--- Start of Raw data ---
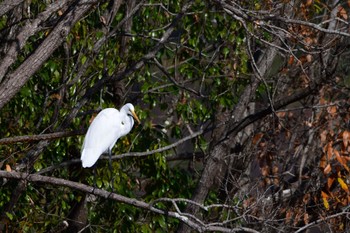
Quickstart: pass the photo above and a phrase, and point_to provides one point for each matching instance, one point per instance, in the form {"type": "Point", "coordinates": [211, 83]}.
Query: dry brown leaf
{"type": "Point", "coordinates": [346, 136]}
{"type": "Point", "coordinates": [306, 218]}
{"type": "Point", "coordinates": [257, 137]}
{"type": "Point", "coordinates": [327, 169]}
{"type": "Point", "coordinates": [323, 136]}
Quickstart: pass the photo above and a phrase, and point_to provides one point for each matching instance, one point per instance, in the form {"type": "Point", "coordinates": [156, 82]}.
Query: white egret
{"type": "Point", "coordinates": [107, 127]}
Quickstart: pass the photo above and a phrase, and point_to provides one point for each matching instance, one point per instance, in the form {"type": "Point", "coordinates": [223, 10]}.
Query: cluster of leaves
{"type": "Point", "coordinates": [197, 71]}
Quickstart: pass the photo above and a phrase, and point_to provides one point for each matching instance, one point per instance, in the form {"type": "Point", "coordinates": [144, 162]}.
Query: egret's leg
{"type": "Point", "coordinates": [110, 168]}
{"type": "Point", "coordinates": [94, 174]}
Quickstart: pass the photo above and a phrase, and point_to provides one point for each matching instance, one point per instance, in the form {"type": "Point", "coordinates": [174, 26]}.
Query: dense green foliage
{"type": "Point", "coordinates": [180, 88]}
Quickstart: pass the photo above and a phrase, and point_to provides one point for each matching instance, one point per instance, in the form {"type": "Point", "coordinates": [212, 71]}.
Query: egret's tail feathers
{"type": "Point", "coordinates": [89, 156]}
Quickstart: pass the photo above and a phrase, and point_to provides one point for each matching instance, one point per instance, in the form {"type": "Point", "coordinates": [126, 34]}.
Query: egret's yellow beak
{"type": "Point", "coordinates": [135, 117]}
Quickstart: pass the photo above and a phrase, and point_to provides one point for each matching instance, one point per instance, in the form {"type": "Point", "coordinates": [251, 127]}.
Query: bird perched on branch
{"type": "Point", "coordinates": [107, 127]}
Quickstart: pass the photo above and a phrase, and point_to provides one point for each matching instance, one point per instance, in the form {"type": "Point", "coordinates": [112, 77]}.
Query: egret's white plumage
{"type": "Point", "coordinates": [107, 127]}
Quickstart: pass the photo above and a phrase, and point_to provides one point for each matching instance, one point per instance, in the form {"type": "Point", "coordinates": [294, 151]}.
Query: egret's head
{"type": "Point", "coordinates": [130, 110]}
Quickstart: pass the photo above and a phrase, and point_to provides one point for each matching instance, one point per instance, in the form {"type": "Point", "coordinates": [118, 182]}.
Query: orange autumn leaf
{"type": "Point", "coordinates": [257, 137]}
{"type": "Point", "coordinates": [327, 169]}
{"type": "Point", "coordinates": [346, 136]}
{"type": "Point", "coordinates": [330, 181]}
{"type": "Point", "coordinates": [340, 160]}
{"type": "Point", "coordinates": [332, 110]}
{"type": "Point", "coordinates": [323, 161]}
{"type": "Point", "coordinates": [342, 13]}
{"type": "Point", "coordinates": [8, 168]}
{"type": "Point", "coordinates": [329, 150]}
{"type": "Point", "coordinates": [325, 201]}
{"type": "Point", "coordinates": [343, 185]}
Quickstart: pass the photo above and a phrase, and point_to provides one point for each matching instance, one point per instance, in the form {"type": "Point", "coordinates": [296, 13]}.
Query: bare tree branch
{"type": "Point", "coordinates": [113, 196]}
{"type": "Point", "coordinates": [15, 80]}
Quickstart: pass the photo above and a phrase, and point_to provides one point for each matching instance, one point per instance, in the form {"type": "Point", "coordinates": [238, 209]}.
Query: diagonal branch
{"type": "Point", "coordinates": [119, 198]}
{"type": "Point", "coordinates": [15, 80]}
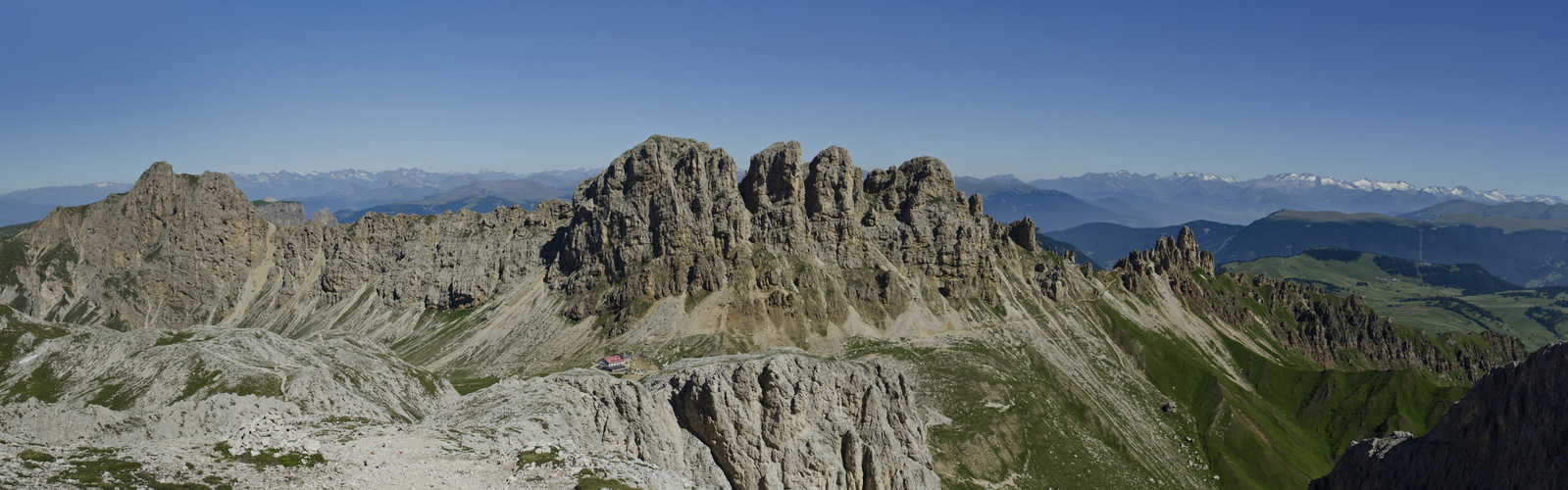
--- End of Raw data ---
Objective:
How many lines in the entries contain the string "leaf", matching case exactly? Reply with the number alone.

Problem solution:
2